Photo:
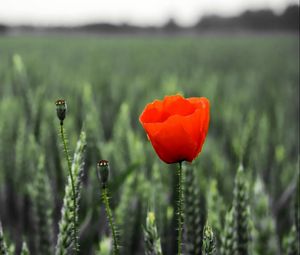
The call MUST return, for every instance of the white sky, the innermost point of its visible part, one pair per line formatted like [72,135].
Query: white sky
[141,12]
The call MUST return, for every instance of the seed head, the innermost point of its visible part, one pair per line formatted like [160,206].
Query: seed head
[61,109]
[103,171]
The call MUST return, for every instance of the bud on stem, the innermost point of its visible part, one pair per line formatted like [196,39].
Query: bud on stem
[61,109]
[103,172]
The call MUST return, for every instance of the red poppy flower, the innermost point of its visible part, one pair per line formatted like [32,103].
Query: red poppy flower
[176,127]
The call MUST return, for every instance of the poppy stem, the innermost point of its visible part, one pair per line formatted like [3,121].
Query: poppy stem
[179,208]
[110,219]
[63,138]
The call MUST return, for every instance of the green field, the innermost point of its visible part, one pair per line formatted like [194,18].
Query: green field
[252,83]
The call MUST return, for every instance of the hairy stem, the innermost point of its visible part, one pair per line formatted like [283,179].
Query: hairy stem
[63,138]
[110,219]
[179,208]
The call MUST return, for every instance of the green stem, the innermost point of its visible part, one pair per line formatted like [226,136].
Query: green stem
[110,219]
[76,247]
[179,208]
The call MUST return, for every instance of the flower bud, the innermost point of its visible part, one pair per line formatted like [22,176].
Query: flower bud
[61,109]
[103,172]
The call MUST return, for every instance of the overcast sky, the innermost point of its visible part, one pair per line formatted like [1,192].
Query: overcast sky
[153,12]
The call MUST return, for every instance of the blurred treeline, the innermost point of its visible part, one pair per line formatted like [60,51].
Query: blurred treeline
[248,21]
[253,86]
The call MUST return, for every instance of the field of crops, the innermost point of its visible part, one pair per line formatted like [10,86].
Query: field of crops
[252,83]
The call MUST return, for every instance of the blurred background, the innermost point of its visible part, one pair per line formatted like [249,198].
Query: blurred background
[108,59]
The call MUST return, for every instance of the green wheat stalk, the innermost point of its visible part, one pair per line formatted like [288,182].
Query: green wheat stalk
[195,214]
[67,226]
[227,247]
[110,220]
[3,247]
[151,237]
[179,208]
[241,214]
[42,207]
[209,243]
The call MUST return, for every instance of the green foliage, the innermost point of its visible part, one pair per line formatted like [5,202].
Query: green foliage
[25,250]
[291,243]
[241,220]
[195,213]
[227,241]
[107,81]
[215,208]
[66,226]
[104,246]
[151,237]
[209,245]
[264,232]
[43,204]
[3,248]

============

SHORT TASK: Omitting all images, retype each line of the records precisely.

THE REPLY:
Photo:
The call MUST return, for every instance of the white sky, the innermost point of its visible part, one pair per line formatted like [72,135].
Query: white sky
[141,12]
The call MUST return, for every instance of the seed head, the innermost point of its visible part, one pair per line formatted like [160,206].
Query: seed head
[61,109]
[103,171]
The call MUST return, for every instance of the bud on stem, the innermost point of its visible part, one pair per line formatted like [196,39].
Query: bud on stem
[61,109]
[103,172]
The call MUST return, for every instance of the red poppy flower, the innermost point of its visible part, one pair per line formatted like [32,103].
Query: red poppy flower
[176,127]
The call MUST return, for every instance of the poppy stem, the innermost point of its visible part, one pair per line formatted like [3,121].
Query: poppy stem
[179,208]
[110,219]
[63,138]
The call MUST return, for every instance of the green field, the innermost point of its visible part, one pair per line formatted like [194,18].
Query: green field
[252,83]
The call MUST return, for every instance of the hairy stem, the innermost point of its visible part, one pair per line formatted like [283,179].
Query: hairy stem
[63,138]
[110,219]
[179,208]
The call MUST return, for every instance of the green stem, the innermost point of its visible part, one pair per line formatted like [226,136].
Query: green stem
[110,219]
[76,247]
[179,208]
The call MUST return, for every instance of the flower bud, the innermost point of its visible part, one pair per line formatted like [22,176].
Query: flower bud
[61,109]
[103,172]
The call MUST return, for every instance of the overcast sky, the innermost point of its visible part, one pair per line formatted like [1,192].
Query: overcast sky
[153,12]
The call MUST return, for every instance of the blurred treeline, the innermost point of its visible part, one pair per line formatted like [60,51].
Query: blurred treeline
[248,21]
[253,86]
The call MUST return, for every instance of the field of crops, the innermost point of its visible part, one pair per line formatted like [10,86].
Query: field of crops
[252,83]
The call MUST return, for every instance of the blurred background, the innermost point of its visible part, one pair per line formatted like [249,198].
Query: blurred background
[108,59]
The call MUST return, for every instance of the green wheat stalk, the innermost point of its visible part, one pair per line formatted like [288,182].
Query: green wheat stalk
[195,214]
[67,226]
[227,247]
[110,220]
[3,247]
[151,237]
[179,208]
[241,214]
[42,207]
[209,243]
The call MUST return, for every instance of the green foliage, the innermost point of its visible part, one pair per line formatted like [5,202].
Query: green foliage
[25,250]
[291,243]
[241,220]
[195,213]
[227,241]
[107,81]
[215,208]
[66,226]
[104,246]
[151,237]
[209,245]
[264,232]
[43,204]
[3,248]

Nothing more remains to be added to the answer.